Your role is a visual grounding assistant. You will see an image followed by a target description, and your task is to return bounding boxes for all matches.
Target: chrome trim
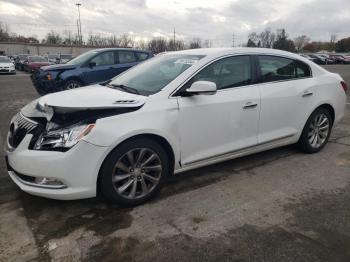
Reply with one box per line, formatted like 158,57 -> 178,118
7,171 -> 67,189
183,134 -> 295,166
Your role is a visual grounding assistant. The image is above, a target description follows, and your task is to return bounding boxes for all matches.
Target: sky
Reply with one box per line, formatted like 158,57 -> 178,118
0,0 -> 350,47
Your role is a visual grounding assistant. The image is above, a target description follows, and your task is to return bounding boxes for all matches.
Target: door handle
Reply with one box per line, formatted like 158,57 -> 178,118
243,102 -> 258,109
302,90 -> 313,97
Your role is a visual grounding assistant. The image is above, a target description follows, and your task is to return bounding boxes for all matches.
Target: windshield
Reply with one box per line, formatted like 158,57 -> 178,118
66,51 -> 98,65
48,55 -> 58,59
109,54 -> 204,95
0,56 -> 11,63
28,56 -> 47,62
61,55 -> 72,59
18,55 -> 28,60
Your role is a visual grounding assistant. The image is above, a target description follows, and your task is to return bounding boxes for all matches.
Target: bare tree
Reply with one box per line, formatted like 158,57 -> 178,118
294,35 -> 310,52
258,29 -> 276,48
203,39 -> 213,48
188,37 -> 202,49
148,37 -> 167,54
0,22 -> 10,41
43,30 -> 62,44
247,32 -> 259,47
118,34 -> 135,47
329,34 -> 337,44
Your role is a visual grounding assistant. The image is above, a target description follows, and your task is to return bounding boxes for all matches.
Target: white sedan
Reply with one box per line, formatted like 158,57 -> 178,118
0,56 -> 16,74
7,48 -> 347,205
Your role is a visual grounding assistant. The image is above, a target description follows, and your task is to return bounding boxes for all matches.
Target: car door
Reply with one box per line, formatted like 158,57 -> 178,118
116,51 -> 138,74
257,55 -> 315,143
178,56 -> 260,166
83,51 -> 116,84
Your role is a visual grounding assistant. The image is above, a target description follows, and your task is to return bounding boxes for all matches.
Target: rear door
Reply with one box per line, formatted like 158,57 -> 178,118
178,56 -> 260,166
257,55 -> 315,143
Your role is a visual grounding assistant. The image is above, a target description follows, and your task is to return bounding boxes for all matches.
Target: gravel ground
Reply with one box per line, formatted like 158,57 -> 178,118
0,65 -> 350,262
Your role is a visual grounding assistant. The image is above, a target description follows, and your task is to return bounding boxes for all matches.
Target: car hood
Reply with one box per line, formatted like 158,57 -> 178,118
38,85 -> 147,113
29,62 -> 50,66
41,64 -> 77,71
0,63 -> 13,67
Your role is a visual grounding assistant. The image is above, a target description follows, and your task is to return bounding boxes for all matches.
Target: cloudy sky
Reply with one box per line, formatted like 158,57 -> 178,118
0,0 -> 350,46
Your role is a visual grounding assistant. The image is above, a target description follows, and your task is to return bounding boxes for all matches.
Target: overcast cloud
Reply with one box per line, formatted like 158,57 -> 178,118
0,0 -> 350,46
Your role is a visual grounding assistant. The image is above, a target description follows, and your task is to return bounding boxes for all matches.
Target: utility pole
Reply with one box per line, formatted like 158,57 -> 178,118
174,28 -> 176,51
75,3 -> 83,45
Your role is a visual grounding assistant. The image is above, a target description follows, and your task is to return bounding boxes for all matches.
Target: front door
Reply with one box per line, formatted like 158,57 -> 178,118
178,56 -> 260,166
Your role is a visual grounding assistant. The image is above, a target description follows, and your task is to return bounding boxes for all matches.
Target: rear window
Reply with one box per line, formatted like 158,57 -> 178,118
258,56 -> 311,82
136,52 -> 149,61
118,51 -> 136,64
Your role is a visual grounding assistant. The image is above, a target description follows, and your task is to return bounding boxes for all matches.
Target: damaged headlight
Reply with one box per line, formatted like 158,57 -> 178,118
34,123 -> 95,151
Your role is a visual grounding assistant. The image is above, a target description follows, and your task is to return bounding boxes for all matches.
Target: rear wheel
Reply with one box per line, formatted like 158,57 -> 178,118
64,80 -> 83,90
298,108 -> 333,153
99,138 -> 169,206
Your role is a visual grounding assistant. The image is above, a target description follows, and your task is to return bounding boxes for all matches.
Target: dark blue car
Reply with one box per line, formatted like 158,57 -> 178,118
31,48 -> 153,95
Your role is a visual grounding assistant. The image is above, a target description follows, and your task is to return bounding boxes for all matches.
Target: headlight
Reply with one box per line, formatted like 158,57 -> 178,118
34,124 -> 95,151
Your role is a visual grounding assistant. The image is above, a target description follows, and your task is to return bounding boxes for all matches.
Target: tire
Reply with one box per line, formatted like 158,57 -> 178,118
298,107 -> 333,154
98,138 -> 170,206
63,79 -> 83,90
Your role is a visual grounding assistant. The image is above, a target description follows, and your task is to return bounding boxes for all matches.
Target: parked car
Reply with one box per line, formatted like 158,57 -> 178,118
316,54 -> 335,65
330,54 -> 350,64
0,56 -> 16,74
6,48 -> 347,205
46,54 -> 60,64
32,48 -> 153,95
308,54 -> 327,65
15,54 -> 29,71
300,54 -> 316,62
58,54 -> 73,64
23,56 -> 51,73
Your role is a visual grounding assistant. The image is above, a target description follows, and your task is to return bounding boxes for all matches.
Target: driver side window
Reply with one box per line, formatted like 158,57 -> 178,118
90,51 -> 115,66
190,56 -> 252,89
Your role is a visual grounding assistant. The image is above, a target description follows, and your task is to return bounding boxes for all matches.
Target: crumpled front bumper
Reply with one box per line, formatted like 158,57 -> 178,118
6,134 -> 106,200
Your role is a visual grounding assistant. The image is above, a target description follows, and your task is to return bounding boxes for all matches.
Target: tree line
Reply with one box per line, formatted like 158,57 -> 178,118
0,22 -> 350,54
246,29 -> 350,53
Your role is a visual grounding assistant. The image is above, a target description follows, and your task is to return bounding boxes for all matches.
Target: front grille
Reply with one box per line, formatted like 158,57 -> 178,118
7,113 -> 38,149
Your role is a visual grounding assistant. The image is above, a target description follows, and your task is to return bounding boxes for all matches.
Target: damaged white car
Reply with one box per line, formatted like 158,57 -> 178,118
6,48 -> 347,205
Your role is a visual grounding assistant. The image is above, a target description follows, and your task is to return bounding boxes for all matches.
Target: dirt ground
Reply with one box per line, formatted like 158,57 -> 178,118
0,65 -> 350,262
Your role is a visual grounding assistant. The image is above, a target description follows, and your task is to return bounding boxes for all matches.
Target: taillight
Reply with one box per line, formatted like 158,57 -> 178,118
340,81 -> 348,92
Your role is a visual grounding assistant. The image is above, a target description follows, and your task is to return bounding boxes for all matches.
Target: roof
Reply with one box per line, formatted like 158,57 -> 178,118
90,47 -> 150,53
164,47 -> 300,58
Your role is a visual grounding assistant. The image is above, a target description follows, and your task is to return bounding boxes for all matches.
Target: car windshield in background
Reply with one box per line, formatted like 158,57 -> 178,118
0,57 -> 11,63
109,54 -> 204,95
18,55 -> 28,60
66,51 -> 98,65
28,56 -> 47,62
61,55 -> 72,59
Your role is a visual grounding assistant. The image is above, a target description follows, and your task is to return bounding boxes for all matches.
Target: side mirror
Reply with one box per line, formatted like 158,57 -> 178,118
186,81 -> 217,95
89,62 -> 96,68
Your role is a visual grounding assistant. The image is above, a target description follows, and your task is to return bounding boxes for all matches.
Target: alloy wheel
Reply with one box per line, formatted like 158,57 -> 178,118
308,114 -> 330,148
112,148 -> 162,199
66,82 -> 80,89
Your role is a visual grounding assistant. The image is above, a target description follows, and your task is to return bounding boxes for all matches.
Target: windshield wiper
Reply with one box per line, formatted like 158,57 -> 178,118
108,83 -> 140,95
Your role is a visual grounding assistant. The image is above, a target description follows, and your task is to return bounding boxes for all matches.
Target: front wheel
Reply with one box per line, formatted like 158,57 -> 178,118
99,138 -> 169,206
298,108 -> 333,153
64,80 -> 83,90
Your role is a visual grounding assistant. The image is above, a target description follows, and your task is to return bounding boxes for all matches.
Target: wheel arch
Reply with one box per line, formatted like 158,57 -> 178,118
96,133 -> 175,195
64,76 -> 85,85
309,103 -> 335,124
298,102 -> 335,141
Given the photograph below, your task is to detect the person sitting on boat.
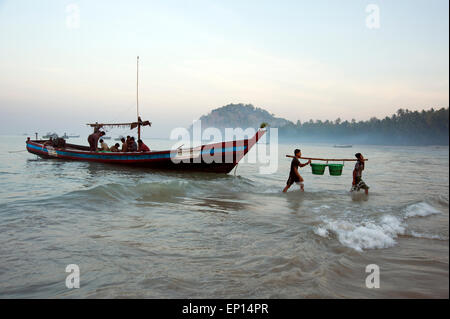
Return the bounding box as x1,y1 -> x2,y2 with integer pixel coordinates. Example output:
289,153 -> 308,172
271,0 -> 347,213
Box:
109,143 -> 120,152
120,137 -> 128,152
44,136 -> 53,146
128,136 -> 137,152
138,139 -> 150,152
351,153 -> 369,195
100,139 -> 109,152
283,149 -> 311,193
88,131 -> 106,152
==
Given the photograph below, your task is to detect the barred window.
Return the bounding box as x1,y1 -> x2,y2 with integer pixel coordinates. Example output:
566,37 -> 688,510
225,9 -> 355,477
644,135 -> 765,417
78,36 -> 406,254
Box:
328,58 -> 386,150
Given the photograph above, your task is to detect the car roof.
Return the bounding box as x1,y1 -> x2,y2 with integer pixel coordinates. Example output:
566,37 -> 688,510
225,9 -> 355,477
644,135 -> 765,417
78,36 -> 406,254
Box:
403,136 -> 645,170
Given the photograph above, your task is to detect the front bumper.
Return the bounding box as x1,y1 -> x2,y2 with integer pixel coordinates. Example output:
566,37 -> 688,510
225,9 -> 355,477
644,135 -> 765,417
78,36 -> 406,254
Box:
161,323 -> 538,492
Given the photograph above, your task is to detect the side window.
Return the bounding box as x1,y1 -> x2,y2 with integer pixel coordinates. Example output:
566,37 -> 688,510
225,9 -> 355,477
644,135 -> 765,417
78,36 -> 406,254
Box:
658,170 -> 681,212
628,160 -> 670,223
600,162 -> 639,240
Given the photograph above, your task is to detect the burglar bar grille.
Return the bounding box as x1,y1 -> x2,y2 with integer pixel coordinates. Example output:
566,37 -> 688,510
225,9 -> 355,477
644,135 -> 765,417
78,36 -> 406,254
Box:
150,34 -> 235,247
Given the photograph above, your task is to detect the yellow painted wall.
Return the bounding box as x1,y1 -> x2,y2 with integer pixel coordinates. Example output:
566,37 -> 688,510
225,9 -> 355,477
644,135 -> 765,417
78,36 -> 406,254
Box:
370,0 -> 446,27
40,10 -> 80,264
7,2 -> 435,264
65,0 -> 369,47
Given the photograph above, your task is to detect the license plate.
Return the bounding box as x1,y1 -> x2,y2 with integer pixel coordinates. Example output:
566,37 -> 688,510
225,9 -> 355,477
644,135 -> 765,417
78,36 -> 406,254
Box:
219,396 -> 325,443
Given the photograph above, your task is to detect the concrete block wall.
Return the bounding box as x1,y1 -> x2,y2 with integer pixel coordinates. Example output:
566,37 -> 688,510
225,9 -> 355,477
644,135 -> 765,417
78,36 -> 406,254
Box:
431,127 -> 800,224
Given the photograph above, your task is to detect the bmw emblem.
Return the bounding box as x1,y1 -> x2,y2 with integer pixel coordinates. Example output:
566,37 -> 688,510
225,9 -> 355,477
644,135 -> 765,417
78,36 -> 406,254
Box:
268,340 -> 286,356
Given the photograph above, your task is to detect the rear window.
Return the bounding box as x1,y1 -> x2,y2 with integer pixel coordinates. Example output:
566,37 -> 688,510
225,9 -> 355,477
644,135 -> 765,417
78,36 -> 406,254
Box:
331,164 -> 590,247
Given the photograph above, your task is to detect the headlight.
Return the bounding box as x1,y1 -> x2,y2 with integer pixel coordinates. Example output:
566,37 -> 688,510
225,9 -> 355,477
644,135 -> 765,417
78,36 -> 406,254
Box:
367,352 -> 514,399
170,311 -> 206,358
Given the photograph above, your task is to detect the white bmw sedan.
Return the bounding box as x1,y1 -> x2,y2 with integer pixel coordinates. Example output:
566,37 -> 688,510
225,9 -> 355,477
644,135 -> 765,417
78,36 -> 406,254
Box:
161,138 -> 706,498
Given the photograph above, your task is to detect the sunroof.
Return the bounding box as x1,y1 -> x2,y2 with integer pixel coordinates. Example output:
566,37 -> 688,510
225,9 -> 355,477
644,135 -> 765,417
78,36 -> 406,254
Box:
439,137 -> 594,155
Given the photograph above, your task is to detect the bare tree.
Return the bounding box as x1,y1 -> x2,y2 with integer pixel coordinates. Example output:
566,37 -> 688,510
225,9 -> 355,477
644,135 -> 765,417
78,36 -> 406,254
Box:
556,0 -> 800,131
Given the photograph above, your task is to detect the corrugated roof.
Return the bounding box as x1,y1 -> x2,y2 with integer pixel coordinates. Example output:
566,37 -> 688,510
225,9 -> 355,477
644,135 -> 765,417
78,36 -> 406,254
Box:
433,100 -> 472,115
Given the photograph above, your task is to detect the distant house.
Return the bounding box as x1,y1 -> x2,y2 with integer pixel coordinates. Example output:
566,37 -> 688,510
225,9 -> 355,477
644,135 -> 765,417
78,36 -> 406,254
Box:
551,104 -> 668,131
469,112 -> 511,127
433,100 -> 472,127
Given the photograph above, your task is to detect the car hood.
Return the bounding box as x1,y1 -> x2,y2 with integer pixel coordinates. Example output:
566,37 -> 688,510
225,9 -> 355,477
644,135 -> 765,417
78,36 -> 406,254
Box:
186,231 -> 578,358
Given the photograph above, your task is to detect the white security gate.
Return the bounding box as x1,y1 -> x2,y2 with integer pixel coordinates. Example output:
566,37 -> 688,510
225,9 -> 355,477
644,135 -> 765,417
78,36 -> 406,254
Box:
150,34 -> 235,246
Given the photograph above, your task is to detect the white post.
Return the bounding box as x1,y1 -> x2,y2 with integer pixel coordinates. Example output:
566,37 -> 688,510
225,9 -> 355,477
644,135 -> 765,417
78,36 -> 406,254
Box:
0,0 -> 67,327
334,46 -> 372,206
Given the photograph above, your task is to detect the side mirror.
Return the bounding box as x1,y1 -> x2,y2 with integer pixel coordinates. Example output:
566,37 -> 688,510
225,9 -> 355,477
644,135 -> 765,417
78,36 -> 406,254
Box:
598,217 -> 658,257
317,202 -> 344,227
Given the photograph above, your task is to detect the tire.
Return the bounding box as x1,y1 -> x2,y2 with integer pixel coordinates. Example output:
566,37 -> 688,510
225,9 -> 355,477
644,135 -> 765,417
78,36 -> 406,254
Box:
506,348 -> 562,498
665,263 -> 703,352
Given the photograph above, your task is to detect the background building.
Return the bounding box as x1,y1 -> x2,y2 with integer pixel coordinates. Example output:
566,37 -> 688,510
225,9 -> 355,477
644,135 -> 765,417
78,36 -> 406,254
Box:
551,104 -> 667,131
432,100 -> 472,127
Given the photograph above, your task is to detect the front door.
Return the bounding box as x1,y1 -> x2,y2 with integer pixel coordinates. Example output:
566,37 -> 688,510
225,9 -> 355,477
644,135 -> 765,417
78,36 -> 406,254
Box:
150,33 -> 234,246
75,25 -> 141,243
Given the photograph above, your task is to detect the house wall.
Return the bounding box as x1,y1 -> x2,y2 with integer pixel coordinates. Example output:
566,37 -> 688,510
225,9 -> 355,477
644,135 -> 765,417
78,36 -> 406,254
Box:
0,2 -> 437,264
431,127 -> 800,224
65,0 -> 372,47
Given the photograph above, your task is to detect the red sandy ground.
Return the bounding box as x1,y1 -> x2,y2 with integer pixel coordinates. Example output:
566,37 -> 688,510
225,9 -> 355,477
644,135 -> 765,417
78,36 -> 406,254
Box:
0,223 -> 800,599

ZIEL DER AUFGABE: Benenne in allen Zeilen von der Zeile mit „Your role is a visual grounding assistant. You“ bis hinunter zur Zeile mit „83,51 -> 116,84“ „visual grounding assistant“ in „object localization assistant“ um und gib diese Zeilen sonst unverändert wieder, jedoch ohne die Bilder.

ERGEBNIS DER ÜBUNG:
Your role is a object localization assistant. You will see an image followed by a target description, and your task is to return bounding boxes for all matches.
Target: chrome trim
Reply with one box per line, formatted like 158,57 -> 178,118
7,171 -> 67,189
183,134 -> 295,166
Your role is a object localization assistant. The image is above, a target description follows, and your task is to return bounding boxes for all matches.
Target: sky
Reply with one box per line, formatted like 158,57 -> 178,118
0,0 -> 350,47
Your role is a object localization assistant. The image is above, a target description follows, and your task is to return bounding boxes for all matches.
Target: door handle
Reply with one box per line, formatted like 158,57 -> 178,118
243,102 -> 258,109
302,90 -> 313,97
Your role is a object localization assistant. The image is above, a target description follows, and your task is to return bounding boxes for all matches.
Target: windshield
Reply with one box per line, formatted like 158,57 -> 178,118
66,51 -> 98,65
48,55 -> 58,59
109,54 -> 204,95
0,56 -> 11,63
28,56 -> 47,62
61,55 -> 72,59
18,55 -> 28,60
Your role is a object localization assistant. The image is above, a target description follows, and your task is to return bounding boxes for all matches.
Target: bare tree
Reply with one box per line, formatted like 158,57 -> 178,118
294,35 -> 310,52
258,29 -> 276,48
203,39 -> 213,48
188,37 -> 202,49
148,37 -> 167,54
0,22 -> 10,41
43,30 -> 62,44
247,32 -> 259,47
118,34 -> 135,47
329,34 -> 337,44
Your role is a object localization assistant. The image is above, a target description follows, and your task is to return bounding boxes for all matches.
Target: white sedan
Reply with one box per line, formatted like 158,57 -> 178,118
0,56 -> 16,74
7,48 -> 347,205
Your role is a object localization assistant. The image is above, a target description follows, and your task is to return bounding boxes for all matches.
Target: car door
Reply with one box per line, formatted like 158,57 -> 178,118
116,51 -> 138,74
257,55 -> 315,143
178,56 -> 260,166
83,51 -> 116,84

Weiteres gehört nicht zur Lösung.